Since the objective of training MLP NN with GWO is to produce the least possible error estimates, the average Mean Square Error (MSEavg) (a widely used metric) is utilised in evaluating the performance of the trained MLP NN. The average MSE is expressed as shown in Eq. (37).

$$MSE_{avg} = \sum\limits_{k = 1}^{s} {\left[ {\frac{{\sum\nolimits_{i = 1}^{m} {\left( {Y_{i}^{k} - O_{i}^{k} } \right)} }}{s}} \right]}^{2}$$
(37)

where \(s\) is the number of training samples, \(m\) is the number of outputs. \(Y_{i}^{k}\) and \(O_{i}^{k}\) are the desired and the observed outputs respectively.

Hence, from the concept behind Eqs. (36, 37), the optimisation problem of training an MLP is formulated as shown in Eq. (38).

$$\min f\left( {\overrightarrow {V} } \right) = MSE_{avg}$$
(38)

The MLP training with GWO phase in Fig. 3 shows the process in which the weights and biases from GWO algorithm are fed to MLP for estimating the average MSE for all the training samples. In order to minimise average MSE, the GWO algorithm is performed iteratively with varying weights and biases. Thus, the probability of obtaining improved MLP classification results after each iteration is high.

Fig. 3
figure 3

MLP training with GWO

The total time complexity (Eq. (39)) of the proposed hybrid technique based on clustering, SMOTE and GWO-MLP is the summation of the individual time complexities from each modelling phase.

$$O(CLUST + GWO + MLP) = O(CLUST) + O(GWO) + O(MLP)$$
(39)

The complexity of each phase has been discussed in previous sections. The estimation of \(O(CLUST)\) is dependent on the clustering algorithm under consideration. Literature has shown that, the complexity of hybridised techniques similar to the proposed will increase linearly as the number of samples increases whereas it will increase by \(n^{2}\) when the number of features \(n\) is increased [57].

3.10 Classification performance evaluation

As a means to ensure the reliability of the proposed technique in classifying fault conditions, eight evaluation metrics were used to assess the performance of the various classifiers implemented in this study. The evaluation metrics were Accuracy, Error rate, Sensitivity, Specificity, Precision, F score, Mathews Correlation Coefficient (MCC), and the Geometric Mean.

3.10.1 Accuracy

Accuracy is a frequently used multiclass evaluation metrics for validating the performance of classifiers [106]. The metric is shown as Eq. (40).

$$Accuracy = \frac{TP + TN}{{TP + FP + TN + FN}}$$
(40)

where \(TP\) is the counts of correct classification when there is a fault condition, \(TN\) is the counts of correct classification when there is no fault condition, \(FP\) is the number of misclassification counts when there is a fault condition and \(FN\) is the number of misclassification counts when there is no fault condition for a specific classification model.

Challenge A: In the passage on training an MLP with GWO, how many evaluation metrics were used to assess the classifiers?
Challenge B: From the passage on training an MLP with GWO, repeat the part starting with "where \(s\) is" and going on through "iteration is high.".
Challenge C: Finish out the next part of the passage on training an MLP with GWO, picking up right after its last sentence.

Information shown:

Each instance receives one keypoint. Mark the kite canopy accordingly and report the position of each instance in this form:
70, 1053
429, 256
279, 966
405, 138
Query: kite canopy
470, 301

Written reply A: Eight.

Written reply B:
where \(s\) is the number of training samples, \(m\) is the number of outputs. \(Y_{i}^{k}\) and \(O_{i}^{k}\) are the desired and the observed outputs respectively.

Hence, from the concept behind Eqs. (36, 37), the optimisation problem of training an MLP is formulated as shown in Eq. (38).

$$\min f\left( {\overrightarrow {V} } \right) = MSE_{avg}$$
(38)

The MLP training with GWO phase in Fig. 3 shows the process in which the weights and biases from GWO algorithm are fed to MLP for estimating the average MSE for all the training samples. In order to minimise average MSE, the GWO algorithm is performed iteratively with varying weights and biases. Thus, the probability of obtaining improved MLP classification results after each iteration is high.

Written reply C:
3.10.2 Error rate

The error rate metric is also a predominantly used performance indicator for assessing the level of misclassifications sustained during a classification task [106]. The metric is given as Eq. (41).

$$Error\,Rate = \frac{FP + FN}{{TP + FP + TN + FN}}$$
(41)

3.10.3 Sensitivity

The ability of a classifier to determine positive instances is measured by the sensitivity metric [106] and is expressed as a fraction of positive instances that are correctly classified as shown in Eq. (42).

$$Sensitivity = \frac{TP}{{TP + FN}}$$
(42)

3.10.4 Precision

The precision measures the exactness of a classifier to correctly classify targets after a given classification task [106]. The precision metric is shown as Eq. (43).

$$Precision = \frac{TP}{{TP + FP}}$$
(43)

3.10.5 Specificity

The specificity measures the ability of a classifier to determine negative instances [107]. The metric is expressed as the fraction of negative instances that are correctly classified as shown in Eq. (44).

$$Specificity = \frac{TN}{{TN + FP}}$$
(44)

3.10.6 Matthews correlation coefficient (MCC)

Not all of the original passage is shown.